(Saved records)
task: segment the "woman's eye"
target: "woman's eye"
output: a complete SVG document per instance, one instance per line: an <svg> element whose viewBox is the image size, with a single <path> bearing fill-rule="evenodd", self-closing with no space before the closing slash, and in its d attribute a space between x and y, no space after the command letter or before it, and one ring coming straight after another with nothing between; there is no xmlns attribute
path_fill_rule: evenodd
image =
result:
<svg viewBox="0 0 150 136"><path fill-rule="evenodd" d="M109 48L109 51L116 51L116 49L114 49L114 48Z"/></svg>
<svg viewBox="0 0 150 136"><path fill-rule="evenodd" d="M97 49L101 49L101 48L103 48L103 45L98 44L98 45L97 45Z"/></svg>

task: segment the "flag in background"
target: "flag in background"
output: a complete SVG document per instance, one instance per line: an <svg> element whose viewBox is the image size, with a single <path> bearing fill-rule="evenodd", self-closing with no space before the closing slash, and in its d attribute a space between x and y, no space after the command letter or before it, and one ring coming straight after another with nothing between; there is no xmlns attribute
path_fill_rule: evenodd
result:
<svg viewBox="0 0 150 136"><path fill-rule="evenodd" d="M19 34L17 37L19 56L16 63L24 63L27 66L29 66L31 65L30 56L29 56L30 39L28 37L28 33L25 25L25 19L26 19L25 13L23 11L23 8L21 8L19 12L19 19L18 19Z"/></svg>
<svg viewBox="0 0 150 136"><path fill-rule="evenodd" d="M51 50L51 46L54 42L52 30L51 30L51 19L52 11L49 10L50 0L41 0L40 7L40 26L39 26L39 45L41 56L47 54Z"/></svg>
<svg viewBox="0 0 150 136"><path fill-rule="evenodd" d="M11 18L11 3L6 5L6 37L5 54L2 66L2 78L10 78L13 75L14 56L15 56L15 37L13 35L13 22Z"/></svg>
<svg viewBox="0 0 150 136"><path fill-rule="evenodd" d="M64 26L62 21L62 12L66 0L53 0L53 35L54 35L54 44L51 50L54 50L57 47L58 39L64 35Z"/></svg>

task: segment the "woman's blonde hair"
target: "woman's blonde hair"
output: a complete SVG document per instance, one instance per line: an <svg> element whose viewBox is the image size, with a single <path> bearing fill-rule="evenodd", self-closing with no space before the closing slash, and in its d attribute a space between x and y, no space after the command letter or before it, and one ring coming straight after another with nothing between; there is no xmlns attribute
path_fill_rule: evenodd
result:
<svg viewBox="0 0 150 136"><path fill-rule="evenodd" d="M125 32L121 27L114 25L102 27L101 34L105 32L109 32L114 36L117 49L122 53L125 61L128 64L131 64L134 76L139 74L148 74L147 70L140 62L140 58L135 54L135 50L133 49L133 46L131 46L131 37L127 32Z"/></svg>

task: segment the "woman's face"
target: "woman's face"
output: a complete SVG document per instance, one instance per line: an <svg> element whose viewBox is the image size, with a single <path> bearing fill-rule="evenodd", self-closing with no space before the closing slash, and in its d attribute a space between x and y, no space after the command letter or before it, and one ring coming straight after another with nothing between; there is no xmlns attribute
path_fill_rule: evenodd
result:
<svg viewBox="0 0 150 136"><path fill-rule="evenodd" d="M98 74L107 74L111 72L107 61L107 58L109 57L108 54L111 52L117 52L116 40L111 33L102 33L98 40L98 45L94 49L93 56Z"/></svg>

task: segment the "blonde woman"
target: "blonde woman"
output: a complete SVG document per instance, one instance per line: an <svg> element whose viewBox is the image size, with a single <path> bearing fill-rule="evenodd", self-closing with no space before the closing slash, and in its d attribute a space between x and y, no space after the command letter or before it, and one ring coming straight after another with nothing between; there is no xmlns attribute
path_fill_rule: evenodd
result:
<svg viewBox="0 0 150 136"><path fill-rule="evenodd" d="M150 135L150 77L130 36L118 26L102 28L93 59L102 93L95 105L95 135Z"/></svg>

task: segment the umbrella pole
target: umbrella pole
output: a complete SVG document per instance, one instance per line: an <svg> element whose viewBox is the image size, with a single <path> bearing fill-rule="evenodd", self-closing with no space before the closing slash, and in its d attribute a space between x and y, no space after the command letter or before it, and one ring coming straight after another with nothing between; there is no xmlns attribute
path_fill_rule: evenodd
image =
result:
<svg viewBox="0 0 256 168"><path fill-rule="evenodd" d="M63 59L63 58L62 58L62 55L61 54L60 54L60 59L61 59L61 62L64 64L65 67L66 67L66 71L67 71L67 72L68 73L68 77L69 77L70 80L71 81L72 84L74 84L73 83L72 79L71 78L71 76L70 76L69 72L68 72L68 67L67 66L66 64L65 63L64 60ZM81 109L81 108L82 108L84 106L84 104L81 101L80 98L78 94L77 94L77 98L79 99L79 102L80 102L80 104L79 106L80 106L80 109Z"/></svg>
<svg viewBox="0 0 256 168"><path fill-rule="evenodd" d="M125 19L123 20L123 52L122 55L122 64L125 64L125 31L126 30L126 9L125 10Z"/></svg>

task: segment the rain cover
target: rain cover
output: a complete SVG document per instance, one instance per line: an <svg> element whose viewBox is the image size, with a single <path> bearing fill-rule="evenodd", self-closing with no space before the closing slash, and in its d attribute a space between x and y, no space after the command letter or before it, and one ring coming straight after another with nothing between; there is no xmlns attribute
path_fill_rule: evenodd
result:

- **TASK DIRECTIONS**: Convert every line of the entries above into a single numbered list, omitting the blank lines.

- **EXERCISE RESPONSE**:
1. task: segment the "woman's eye"
2. target: "woman's eye"
3. output: a complete SVG document per instance, one instance per line: an <svg> element whose viewBox is the image size, with a single <path> bearing fill-rule="evenodd", self-closing with no space before the closing slash, and in its d attribute a space between x and y, no space after the command letter or before it, and one ring coming straight after another with nothing between; there is no xmlns attribute
4. path_fill_rule: evenodd
5. image =
6. result:
7. <svg viewBox="0 0 150 136"><path fill-rule="evenodd" d="M109 48L109 51L116 51L116 49L114 49L114 48Z"/></svg>
8. <svg viewBox="0 0 150 136"><path fill-rule="evenodd" d="M97 49L101 49L101 48L103 48L103 45L98 44L98 45L97 45Z"/></svg>
9. task: segment the "flag in background"
10. target: "flag in background"
11. output: a complete SVG document per instance, one instance per line: an <svg> element whose viewBox is the image size, with a single <path> bearing fill-rule="evenodd", self-closing with no space before the closing slash, and in its d attribute a space between x and y, no space after the command letter or before it, and one ring coming straight after another with nothing between; there is no xmlns attribute
12. path_fill_rule: evenodd
13. result:
14. <svg viewBox="0 0 150 136"><path fill-rule="evenodd" d="M19 34L17 37L19 56L16 63L24 63L27 66L29 66L31 65L30 56L29 56L30 39L28 37L28 33L25 25L25 19L26 19L25 13L23 11L23 8L21 8L19 12L19 19L18 19Z"/></svg>
15. <svg viewBox="0 0 150 136"><path fill-rule="evenodd" d="M51 50L51 46L54 42L52 30L51 30L51 19L52 11L49 10L50 0L41 0L40 7L40 26L39 26L39 45L41 56L47 54Z"/></svg>
16. <svg viewBox="0 0 150 136"><path fill-rule="evenodd" d="M11 18L11 3L6 5L6 37L5 54L2 66L2 78L10 78L13 75L14 56L15 56L15 37L13 35L13 22Z"/></svg>
17. <svg viewBox="0 0 150 136"><path fill-rule="evenodd" d="M64 26L62 21L62 12L66 0L53 0L53 35L54 35L54 44L51 50L54 50L57 47L58 39L64 35Z"/></svg>
18. task: segment the "woman's blonde hair"
19. target: "woman's blonde hair"
20. output: a complete SVG document per instance, one instance per line: an <svg> element whose viewBox is the image size, with a single <path> bearing fill-rule="evenodd", self-closing with no space before the closing slash, and in its d attribute a space between x and y, no space after the command letter or before it, and one ring coming straight after another with nothing between; there is no xmlns attribute
21. path_fill_rule: evenodd
22. result:
23. <svg viewBox="0 0 150 136"><path fill-rule="evenodd" d="M125 32L121 27L114 25L102 27L101 34L105 32L109 32L114 36L117 49L122 53L125 61L128 64L131 64L134 76L139 74L148 74L147 70L140 62L140 58L135 54L135 50L133 49L133 46L131 46L131 37L127 32Z"/></svg>
24. task: segment the "woman's face"
25. target: "woman's face"
26. output: a complete SVG document per instance, one instance per line: an <svg> element whose viewBox is the image size, with a single <path> bearing fill-rule="evenodd", self-closing with no space before the closing slash, and in its d attribute a space between x and y, no space after the command letter or before it, and one ring coming straight after another with nothing between; there is no xmlns attribute
27. path_fill_rule: evenodd
28. result:
29. <svg viewBox="0 0 150 136"><path fill-rule="evenodd" d="M98 74L107 74L111 72L107 61L107 58L109 57L108 54L111 52L117 52L116 40L111 33L102 33L98 40L98 45L94 49L93 56Z"/></svg>
30. task: segment the "blonde woman"
31. target: "blonde woman"
32. output: a complete SVG document per instance, one instance per line: an <svg> element whose viewBox is the image size, with a single <path> bearing fill-rule="evenodd", self-closing with no space before the closing slash, and in its d attribute a space between x and y, no space after the command letter or before it, and one ring coming straight after another with nothing between; there is no xmlns attribute
33. path_fill_rule: evenodd
34. result:
35. <svg viewBox="0 0 150 136"><path fill-rule="evenodd" d="M150 135L150 77L130 36L118 26L102 28L93 59L102 93L95 105L95 135Z"/></svg>
36. task: segment the umbrella pole
37. target: umbrella pole
38. output: a complete SVG document per instance, one instance per line: an <svg> element whose viewBox is the image size, with a single <path> bearing fill-rule="evenodd", self-closing with no space before the closing slash, and in its d attribute a space between x and y, no space after the command letter or before it, and one ring coming straight after another with nothing between; there is no xmlns attribute
39. path_fill_rule: evenodd
40. image =
41. result:
42. <svg viewBox="0 0 256 168"><path fill-rule="evenodd" d="M63 59L63 58L62 58L62 55L61 54L60 54L60 59L61 59L61 62L64 64L65 67L66 67L66 71L67 71L67 72L68 73L68 77L69 77L70 80L71 81L72 84L74 84L73 83L72 79L71 78L71 76L70 76L69 72L68 72L68 67L67 66L66 64L65 63L64 60ZM81 109L81 108L82 108L84 106L84 104L81 101L80 98L78 94L77 94L77 98L79 99L79 102L80 102L80 104L79 106L80 106L80 109Z"/></svg>
43. <svg viewBox="0 0 256 168"><path fill-rule="evenodd" d="M125 19L123 20L123 52L122 55L122 64L125 64L125 31L126 30L126 9L125 10Z"/></svg>
44. task: segment the rain cover
45. target: rain cover
46. output: a complete SVG document per instance, one instance per line: an <svg> element whose viewBox is the image size, with a single <path> bearing fill-rule="evenodd", self-closing with no space before the closing slash, and in its d attribute a space between x and y, no space after the command letter or before it, and one ring coming straight after another with nothing between; there is no xmlns attribute
47. path_fill_rule: evenodd
48. result:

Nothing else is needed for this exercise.